RECORDS FOR PROCESSING:
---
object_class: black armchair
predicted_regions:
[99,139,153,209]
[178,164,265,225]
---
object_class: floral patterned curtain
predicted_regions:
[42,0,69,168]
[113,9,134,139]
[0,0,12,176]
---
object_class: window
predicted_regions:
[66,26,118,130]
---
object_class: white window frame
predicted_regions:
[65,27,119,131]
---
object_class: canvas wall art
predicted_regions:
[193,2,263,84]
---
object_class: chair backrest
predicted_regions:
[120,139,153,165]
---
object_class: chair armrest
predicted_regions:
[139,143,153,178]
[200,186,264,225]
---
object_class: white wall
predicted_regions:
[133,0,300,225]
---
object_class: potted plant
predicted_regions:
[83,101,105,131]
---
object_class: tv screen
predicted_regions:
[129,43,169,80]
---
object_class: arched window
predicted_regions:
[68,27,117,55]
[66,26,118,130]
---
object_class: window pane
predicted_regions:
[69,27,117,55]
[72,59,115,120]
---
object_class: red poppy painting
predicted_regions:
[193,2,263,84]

* * *

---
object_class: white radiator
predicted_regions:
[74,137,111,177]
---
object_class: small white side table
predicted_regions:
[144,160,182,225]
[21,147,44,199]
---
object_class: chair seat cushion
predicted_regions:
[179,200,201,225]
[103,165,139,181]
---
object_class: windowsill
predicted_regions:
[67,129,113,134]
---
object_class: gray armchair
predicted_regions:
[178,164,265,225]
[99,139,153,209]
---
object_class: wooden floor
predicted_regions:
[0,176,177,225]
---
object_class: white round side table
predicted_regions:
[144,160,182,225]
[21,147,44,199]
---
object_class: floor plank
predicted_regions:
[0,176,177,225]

STATED TASK: Identify each line of the records that contains the word "armchair", and copy those lines out.

TASK ANSWER:
object_class: black armchair
object_class: gray armchair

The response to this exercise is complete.